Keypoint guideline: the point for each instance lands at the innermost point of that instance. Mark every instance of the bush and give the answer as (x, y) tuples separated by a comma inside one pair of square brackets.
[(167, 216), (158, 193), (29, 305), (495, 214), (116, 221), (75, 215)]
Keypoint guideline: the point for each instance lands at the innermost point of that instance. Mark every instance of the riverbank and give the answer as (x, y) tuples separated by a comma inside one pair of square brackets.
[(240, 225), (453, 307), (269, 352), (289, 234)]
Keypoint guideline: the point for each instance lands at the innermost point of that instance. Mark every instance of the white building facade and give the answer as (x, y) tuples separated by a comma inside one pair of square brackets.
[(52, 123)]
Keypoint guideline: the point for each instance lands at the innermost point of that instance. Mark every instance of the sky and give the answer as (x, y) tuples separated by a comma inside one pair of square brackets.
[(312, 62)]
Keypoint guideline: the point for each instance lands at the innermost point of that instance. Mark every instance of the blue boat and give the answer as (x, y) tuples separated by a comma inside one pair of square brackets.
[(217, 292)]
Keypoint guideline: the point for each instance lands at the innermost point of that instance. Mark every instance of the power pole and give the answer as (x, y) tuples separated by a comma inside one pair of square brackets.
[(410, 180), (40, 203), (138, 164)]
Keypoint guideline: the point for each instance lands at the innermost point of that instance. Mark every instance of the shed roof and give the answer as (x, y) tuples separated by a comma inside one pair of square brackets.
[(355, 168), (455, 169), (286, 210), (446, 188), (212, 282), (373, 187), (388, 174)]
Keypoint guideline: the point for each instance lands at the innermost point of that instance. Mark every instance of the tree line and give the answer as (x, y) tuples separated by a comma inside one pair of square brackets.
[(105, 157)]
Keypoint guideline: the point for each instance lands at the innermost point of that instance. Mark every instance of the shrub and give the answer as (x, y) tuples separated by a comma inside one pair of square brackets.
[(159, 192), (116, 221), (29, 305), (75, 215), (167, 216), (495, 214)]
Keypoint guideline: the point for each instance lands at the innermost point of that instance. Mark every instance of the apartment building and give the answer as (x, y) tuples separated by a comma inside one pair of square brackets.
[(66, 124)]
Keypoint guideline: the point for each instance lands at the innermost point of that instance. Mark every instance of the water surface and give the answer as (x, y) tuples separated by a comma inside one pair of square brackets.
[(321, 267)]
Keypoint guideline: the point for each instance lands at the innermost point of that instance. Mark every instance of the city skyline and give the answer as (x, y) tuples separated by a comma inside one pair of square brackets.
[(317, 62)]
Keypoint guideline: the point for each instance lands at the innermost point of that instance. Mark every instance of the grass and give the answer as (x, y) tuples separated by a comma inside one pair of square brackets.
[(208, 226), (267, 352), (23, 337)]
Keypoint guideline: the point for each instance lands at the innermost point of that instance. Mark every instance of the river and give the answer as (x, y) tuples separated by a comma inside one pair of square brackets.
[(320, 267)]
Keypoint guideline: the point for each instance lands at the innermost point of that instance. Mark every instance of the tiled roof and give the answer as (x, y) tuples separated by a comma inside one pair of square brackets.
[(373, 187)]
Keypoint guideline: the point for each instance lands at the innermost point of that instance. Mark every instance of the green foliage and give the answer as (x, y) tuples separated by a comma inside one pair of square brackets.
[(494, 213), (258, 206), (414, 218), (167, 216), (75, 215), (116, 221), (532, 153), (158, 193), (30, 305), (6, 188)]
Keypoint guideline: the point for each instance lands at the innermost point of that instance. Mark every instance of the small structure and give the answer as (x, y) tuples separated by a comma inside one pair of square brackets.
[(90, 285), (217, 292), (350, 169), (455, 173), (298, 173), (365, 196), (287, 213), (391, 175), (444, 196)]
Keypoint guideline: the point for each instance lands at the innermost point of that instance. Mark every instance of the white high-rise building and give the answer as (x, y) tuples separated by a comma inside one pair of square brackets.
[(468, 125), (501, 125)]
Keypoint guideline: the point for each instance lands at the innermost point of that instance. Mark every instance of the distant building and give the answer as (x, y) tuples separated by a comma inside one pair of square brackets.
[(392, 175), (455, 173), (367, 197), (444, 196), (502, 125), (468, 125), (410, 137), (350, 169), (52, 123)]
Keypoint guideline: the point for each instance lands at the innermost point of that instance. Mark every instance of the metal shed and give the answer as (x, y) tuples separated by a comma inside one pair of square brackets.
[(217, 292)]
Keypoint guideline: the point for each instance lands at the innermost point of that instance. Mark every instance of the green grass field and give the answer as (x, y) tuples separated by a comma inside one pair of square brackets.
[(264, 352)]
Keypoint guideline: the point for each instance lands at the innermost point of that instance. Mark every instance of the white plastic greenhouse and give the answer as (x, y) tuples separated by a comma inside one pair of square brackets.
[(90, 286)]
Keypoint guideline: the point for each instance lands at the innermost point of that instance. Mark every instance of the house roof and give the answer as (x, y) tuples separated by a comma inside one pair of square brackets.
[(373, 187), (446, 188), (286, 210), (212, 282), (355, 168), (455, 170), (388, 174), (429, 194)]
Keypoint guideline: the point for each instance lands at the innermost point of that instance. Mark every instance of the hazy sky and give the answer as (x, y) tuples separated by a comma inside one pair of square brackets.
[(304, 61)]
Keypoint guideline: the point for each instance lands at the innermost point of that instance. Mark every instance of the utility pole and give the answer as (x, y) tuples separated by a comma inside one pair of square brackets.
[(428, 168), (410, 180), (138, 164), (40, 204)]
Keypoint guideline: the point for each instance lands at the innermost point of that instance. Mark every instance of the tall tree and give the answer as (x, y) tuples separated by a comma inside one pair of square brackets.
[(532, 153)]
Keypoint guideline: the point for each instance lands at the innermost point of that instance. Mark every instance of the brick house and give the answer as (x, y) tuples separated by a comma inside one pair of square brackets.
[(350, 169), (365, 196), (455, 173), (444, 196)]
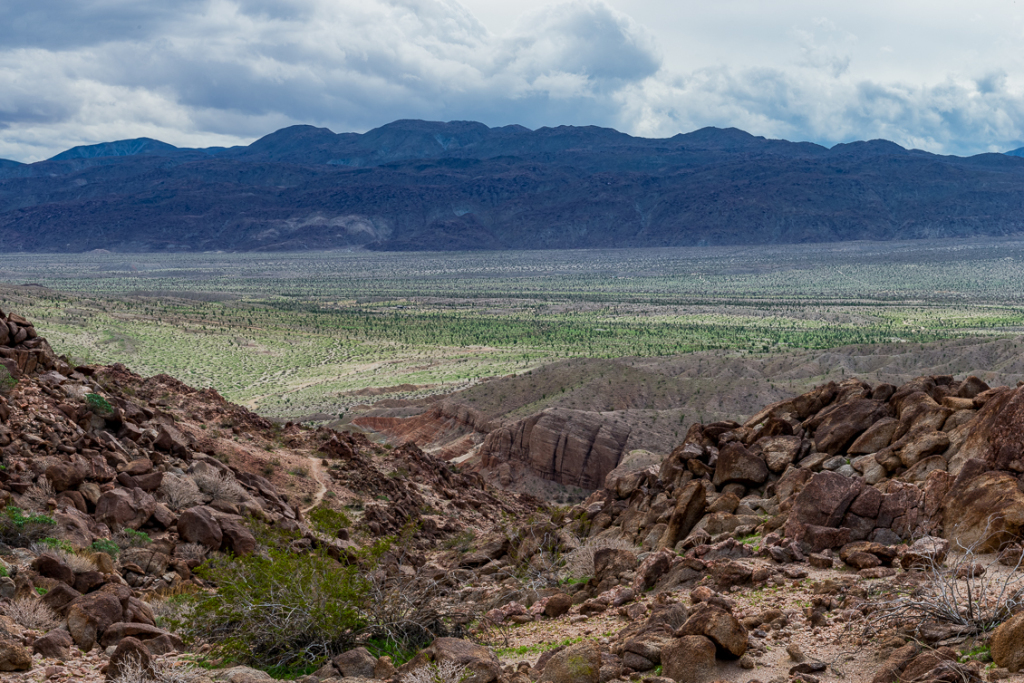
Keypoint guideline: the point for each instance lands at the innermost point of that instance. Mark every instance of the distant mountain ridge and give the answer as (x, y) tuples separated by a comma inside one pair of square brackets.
[(456, 185)]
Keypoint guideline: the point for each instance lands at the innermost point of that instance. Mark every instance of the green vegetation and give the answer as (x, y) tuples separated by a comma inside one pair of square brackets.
[(107, 546), (538, 648), (297, 335), (7, 381), (98, 404), (18, 529)]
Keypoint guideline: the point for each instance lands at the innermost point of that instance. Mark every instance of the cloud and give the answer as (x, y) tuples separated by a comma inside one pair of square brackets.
[(223, 69), (225, 72)]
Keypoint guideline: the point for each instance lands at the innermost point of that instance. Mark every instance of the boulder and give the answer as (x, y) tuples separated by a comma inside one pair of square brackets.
[(780, 452), (689, 508), (611, 562), (355, 664), (199, 524), (720, 627), (926, 552), (577, 664), (875, 437), (13, 656), (847, 422), (689, 659), (557, 605), (1008, 644), (54, 645), (129, 651), (983, 509), (125, 508), (481, 664), (737, 465)]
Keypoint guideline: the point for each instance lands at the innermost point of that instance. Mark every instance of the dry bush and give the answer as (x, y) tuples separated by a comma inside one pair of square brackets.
[(179, 492), (966, 591), (31, 613), (39, 493), (579, 563), (220, 486), (190, 551), (437, 672), (132, 671)]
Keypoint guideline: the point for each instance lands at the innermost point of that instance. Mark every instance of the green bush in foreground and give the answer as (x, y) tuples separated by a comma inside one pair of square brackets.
[(278, 608)]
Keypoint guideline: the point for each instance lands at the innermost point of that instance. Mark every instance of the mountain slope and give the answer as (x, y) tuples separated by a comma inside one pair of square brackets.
[(457, 185)]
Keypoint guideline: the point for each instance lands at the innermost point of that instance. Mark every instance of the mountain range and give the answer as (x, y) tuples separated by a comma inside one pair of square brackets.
[(459, 185)]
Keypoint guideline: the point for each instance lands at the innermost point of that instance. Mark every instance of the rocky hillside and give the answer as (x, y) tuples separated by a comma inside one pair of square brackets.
[(415, 185), (868, 531)]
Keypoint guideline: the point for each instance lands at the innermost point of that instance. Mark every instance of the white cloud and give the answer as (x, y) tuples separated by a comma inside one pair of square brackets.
[(224, 72)]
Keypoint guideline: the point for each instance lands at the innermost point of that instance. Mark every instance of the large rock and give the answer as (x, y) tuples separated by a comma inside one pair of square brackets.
[(689, 659), (1008, 644), (123, 508), (577, 664), (780, 452), (689, 508), (357, 663), (610, 562), (128, 652), (737, 465), (481, 664), (983, 509), (573, 447), (199, 524), (722, 628), (846, 423)]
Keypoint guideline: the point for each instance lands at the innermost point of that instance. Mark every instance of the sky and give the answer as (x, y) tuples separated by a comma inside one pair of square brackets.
[(941, 76)]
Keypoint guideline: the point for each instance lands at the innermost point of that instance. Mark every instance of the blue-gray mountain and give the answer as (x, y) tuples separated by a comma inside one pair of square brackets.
[(423, 185)]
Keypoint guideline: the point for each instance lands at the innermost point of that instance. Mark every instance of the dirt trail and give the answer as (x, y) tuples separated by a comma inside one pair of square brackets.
[(317, 473)]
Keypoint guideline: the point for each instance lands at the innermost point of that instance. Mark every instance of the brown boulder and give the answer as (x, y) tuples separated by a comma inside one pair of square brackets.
[(689, 508), (355, 664), (238, 540), (875, 437), (689, 659), (611, 562), (573, 447), (54, 645), (985, 511), (480, 662), (13, 656), (199, 524), (122, 508), (557, 605), (129, 651), (1008, 644), (722, 628), (847, 422), (780, 452), (737, 465), (577, 664)]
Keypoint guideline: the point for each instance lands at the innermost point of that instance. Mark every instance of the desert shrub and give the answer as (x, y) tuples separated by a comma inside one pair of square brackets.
[(437, 672), (220, 486), (7, 381), (328, 520), (579, 562), (278, 607), (179, 492), (966, 591), (129, 538), (189, 551), (18, 529), (107, 546), (31, 613), (132, 671), (98, 404)]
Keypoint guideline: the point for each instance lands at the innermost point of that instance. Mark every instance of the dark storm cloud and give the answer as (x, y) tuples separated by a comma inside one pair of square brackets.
[(223, 72)]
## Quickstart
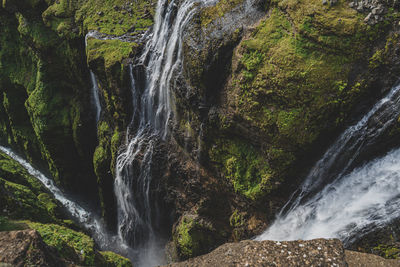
^^^^^^^^
• **WHAT IS REQUIRED**:
Only the lines from the line with "of the desert" to the bottom of the material above should be reproduced, exactly and without pictures.

• **RESULT FOR THIS TASK**:
Keypoint guideline: the point for each instance lands at the innermost point of that instance. Mark every instance of the desert shrub and give the answer as (x, y) tuples separated by a comma inside one pair of square brackets.
[(437, 672), (220, 486), (7, 381), (328, 520), (579, 562), (278, 607), (179, 492), (966, 591), (129, 538), (189, 551), (18, 529), (107, 546), (31, 613), (132, 671), (98, 404)]
Keypoint guideline: the point for each instance lands at the innermost point of that instance. Mark every instance of the dark storm cloud and give the answer as (x, y) tuples separated by a comma inside one pair of square brackets.
[(223, 72)]
## Quickstart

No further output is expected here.